## Start Source excerpt
Community Blog Leading with Love
Parashat Beshalach (Exodus 13:17-17:16)
When I first learned the meaning of the words to the popular children’s song “Ring Around the Rosie,” I was horrified. I knew it as a fun little song, sung by happy kids skipping in a circle. Then, I read that the words—“Ring-around-the-rosie/A pocket-full of posies/Ashes, ashes/We all fall down”—are about the bubonic plague. The happy tune belied its deeper and darker meaning.
Shirat HaYam, the Song of the Sea, is similarly complex. In our Shacharit (morning) service, I often sing the words with enthusiasm, focusing on the awe of seeing the sea split and the joy of being set free. But like “Ring Around the Rosie,” Shirat HaYam isn’t all joy and delight.
In Parashat Beshalach, the Israelites stand on the shore, look out at the drowning Egyptians, and sing of destruction: “The deeps covered them; They went down into the depths like a stone…The peoples hear, they tremble; Agony grips the dwellers in Philistia. Now are the clans of Edom dismayed; The tribes of Moab—trembling grips them; All the dwellers in Canaan are aghast.”
I look at the lyrics of Shirat HaYam, recorded in Parashat Beshalach, and I think: Why?! Why did the Israelites sing these words, at this moment? The Israelites saw the Egyptians subjected to plagues in Egypt, but they didn’t burst into song then.
Dr. Aviva Zornberg suggests that Shirat HaYam was a song motivated by sheer terror. As Zornberg puts it, “Terror, anguish, the knowledge that their lives tremble on the verge—these are the modes in which the Sages convey the experience of those ominous corridors.” Zornberg writes that at the crossing of the sea, “Rather than rejoice at their enemies’ pain, [the Israelites] see themselves mirrored in it” (Zornberg, 214). Zornberg refers to their physical vulnerability, but I wonder if the Israelites saw themselves mirrored in the Egyptians’ mental vulnerability as well.
They see Pharaoh and his people and their chariots. They see not just this single oppressor but this nation of oppressors who, when faced over and over again with the opportunity to let the Israelites go, did not change their minds. They see this and they think:
We are mirrored in them.
We are not separate from them.
We too could become the oppressors.
The Israelites witness the Egyptians’ struggle, and they sing to convey their fear of becoming the very people that oppressed them. They do not sing solely of the Egyptians’ demise, but invoke images of God’s love and mercy:
נָחִיתָ בְחַסְדְּךָ עַם־זוּ גָּאָלְתָּ נֵהַלְתָּ בְעָזְּךָ אֶל־נְוֵה קָדְשֶׁךָ׃
In Your love You lead the people You redeemed; in Your strength You guide them to Your holy abode (Exodus 15:13).
## End Source excerpt
Objective A: Quote the stretch from "Dr. Aviva Zornberg" through "separate from them." in the Beshalach commentary, word for word.
## Start Exercise materials
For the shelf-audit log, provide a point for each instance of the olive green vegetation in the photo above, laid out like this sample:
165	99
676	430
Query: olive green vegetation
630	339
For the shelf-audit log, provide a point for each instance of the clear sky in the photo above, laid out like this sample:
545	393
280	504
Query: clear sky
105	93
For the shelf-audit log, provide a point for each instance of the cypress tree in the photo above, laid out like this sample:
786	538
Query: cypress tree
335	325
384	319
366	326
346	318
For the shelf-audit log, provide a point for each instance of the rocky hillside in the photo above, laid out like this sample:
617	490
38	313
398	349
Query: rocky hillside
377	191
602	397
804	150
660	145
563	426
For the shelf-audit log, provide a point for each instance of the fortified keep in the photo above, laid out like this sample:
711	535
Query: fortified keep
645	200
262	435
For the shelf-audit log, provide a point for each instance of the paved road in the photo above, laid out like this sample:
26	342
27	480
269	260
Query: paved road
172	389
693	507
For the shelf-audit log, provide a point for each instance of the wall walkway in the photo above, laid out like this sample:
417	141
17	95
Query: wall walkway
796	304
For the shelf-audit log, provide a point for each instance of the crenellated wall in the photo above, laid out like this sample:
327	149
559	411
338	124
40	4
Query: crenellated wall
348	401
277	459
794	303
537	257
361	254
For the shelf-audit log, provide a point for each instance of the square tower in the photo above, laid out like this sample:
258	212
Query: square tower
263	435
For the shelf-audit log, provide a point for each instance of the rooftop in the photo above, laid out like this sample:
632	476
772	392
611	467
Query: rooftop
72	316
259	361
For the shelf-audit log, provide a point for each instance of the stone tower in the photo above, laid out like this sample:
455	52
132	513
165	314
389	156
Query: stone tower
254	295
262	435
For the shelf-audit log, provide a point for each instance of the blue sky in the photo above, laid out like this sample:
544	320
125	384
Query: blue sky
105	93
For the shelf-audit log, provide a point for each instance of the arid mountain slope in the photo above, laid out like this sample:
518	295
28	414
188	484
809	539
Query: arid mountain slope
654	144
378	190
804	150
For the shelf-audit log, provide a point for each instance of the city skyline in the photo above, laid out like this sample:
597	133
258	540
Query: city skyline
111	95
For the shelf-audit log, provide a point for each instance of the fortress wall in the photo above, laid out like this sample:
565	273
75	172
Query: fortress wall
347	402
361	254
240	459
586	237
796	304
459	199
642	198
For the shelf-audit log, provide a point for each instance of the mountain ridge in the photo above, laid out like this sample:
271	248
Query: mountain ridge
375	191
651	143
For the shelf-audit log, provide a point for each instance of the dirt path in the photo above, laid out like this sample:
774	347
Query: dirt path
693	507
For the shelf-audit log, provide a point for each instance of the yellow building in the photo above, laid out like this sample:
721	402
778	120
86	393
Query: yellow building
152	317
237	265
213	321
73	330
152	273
## End Exercise materials
## Start Exercise materials
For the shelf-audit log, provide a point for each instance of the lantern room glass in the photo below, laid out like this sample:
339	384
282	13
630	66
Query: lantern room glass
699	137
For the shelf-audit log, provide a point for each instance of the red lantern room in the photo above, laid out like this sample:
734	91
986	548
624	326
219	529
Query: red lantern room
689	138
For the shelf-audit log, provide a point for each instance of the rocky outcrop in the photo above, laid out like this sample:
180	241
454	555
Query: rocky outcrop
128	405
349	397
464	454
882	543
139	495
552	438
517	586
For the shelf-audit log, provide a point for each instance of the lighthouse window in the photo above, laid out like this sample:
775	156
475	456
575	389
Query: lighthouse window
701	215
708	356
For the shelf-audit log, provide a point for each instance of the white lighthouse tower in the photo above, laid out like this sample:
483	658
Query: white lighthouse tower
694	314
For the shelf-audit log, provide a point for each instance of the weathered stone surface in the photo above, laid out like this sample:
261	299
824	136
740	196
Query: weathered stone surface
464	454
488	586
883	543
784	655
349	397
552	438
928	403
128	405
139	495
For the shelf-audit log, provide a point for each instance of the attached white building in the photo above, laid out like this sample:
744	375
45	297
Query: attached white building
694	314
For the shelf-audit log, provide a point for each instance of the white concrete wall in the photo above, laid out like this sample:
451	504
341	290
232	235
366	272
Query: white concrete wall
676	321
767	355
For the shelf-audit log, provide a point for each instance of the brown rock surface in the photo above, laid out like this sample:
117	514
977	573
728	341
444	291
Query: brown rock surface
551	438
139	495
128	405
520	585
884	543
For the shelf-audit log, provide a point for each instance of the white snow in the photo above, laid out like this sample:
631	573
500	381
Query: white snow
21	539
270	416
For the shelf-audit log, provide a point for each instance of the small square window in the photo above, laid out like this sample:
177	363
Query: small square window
## End Exercise materials
## Start Exercise materials
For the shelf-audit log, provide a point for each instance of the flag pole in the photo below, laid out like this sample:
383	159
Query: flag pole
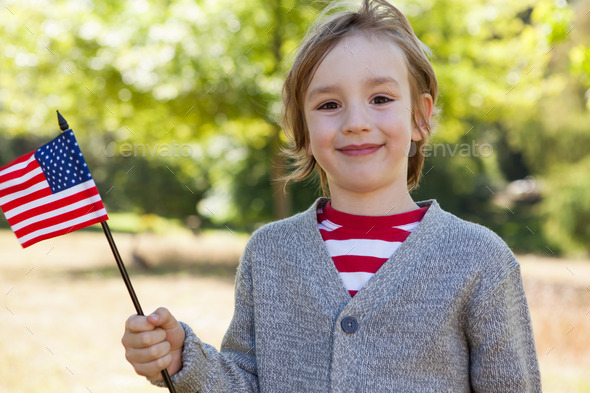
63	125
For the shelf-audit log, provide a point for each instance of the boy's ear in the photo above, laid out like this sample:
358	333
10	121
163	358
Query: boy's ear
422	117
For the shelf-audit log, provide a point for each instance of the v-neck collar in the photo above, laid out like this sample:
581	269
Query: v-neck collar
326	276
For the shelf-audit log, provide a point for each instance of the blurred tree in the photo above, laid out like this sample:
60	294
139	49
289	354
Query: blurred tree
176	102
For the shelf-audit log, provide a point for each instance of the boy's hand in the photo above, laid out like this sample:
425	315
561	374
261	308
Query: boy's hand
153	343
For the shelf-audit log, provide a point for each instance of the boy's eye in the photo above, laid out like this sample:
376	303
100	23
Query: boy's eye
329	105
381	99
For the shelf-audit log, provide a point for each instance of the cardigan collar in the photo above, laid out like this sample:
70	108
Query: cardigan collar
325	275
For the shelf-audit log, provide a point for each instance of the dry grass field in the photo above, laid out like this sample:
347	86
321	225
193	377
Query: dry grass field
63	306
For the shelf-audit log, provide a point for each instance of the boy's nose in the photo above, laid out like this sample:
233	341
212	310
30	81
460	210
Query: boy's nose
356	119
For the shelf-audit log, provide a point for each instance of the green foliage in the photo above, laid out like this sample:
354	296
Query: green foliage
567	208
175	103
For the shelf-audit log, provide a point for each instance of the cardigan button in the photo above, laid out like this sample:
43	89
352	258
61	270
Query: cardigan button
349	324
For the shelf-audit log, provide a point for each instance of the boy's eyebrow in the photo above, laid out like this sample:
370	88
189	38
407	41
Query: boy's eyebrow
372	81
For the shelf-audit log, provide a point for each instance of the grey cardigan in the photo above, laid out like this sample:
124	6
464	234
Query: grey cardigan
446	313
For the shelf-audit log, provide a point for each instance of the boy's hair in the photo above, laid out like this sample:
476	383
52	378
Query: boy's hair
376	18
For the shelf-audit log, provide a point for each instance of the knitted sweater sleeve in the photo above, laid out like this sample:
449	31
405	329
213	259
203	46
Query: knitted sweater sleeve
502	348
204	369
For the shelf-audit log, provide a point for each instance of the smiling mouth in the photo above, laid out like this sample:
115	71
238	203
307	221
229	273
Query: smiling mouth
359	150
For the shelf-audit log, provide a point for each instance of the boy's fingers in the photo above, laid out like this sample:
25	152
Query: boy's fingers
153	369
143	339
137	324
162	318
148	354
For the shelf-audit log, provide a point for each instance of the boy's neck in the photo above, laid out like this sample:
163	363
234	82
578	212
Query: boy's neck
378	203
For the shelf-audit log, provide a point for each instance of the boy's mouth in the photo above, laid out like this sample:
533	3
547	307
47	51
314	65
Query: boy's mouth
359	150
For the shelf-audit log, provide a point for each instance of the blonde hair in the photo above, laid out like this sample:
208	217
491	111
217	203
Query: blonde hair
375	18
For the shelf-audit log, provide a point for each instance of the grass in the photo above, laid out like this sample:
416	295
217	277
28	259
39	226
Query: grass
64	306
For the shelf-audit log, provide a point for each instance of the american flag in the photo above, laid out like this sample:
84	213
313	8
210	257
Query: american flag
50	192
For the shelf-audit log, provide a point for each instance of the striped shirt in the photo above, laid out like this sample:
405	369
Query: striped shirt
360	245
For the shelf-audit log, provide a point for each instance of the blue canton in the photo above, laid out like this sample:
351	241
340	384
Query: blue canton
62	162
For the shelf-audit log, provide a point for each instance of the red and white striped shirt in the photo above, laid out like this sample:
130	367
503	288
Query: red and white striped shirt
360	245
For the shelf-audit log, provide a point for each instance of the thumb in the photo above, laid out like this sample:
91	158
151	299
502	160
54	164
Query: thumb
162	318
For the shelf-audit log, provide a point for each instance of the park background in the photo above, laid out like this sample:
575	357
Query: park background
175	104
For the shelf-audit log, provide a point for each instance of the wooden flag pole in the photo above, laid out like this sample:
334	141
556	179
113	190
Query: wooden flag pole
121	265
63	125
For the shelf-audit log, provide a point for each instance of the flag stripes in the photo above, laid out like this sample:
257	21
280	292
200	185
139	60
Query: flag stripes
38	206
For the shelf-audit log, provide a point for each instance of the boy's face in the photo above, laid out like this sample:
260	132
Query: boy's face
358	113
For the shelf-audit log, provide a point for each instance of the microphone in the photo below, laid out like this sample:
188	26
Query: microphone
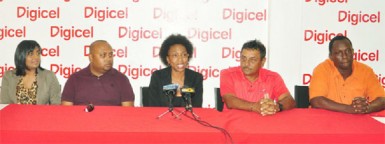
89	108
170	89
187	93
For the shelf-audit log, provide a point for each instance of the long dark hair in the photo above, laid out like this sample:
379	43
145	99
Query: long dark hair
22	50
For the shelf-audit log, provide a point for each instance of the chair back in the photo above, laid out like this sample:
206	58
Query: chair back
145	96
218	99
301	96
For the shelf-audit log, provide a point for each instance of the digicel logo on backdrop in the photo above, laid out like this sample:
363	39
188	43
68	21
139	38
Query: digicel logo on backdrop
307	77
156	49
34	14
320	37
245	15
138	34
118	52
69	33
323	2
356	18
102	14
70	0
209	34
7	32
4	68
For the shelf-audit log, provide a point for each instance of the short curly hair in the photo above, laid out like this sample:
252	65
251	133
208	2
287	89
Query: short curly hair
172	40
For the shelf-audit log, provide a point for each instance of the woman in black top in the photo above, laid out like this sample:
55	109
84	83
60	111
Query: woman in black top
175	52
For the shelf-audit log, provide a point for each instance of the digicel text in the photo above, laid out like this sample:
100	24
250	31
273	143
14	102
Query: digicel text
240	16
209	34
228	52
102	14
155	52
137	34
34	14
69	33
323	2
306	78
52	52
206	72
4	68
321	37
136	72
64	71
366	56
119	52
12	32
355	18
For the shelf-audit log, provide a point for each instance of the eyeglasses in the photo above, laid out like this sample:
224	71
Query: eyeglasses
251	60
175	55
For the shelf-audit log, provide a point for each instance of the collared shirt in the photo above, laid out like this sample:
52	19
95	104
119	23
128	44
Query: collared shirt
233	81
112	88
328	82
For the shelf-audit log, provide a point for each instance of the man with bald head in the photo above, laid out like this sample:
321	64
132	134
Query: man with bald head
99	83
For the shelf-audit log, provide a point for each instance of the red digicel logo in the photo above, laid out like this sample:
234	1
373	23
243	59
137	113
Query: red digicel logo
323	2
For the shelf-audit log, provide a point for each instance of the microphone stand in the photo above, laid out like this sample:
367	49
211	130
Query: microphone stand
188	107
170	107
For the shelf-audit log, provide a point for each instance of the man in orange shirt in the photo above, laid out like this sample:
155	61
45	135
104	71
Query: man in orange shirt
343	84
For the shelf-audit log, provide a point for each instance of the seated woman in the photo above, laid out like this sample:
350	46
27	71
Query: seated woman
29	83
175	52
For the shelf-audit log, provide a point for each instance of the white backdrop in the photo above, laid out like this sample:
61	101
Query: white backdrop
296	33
## End Exercise materials
Objective B: Please show every line of the entries that contains the string "fingers", treating uppercase and lowercase letters as different.

Solution A:
Dr. Aviva Zornberg suggests that Shirat HaYam was a song motivated by sheer terror. As Zornberg puts it, “Terror, anguish, the knowledge that their lives tremble on the verge—these are the modes in which the Sages convey the experience of those ominous corridors.” Zornberg writes that at the crossing of the sea, “Rather than rejoice at their enemies’ pain, [the Israelites] see themselves mirrored in it” (Zornberg, 214). Zornberg refers to their physical vulnerability, but I wonder if the Israelites saw themselves mirrored in the Egyptians’ mental vulnerability as well.
They see Pharaoh and his people and their chariots. They see not just this single oppressor but this nation of oppressors who, when faced over and over again with the opportunity to let the Israelites go, did not change their minds. They see this and they think:
We are mirrored in them.
We are not separate from them.

Solution B:
For the shelf-audit log, provide a point for each instance of the boy's fingers in the photo above, laid out like this sample:
Query: boy's fingers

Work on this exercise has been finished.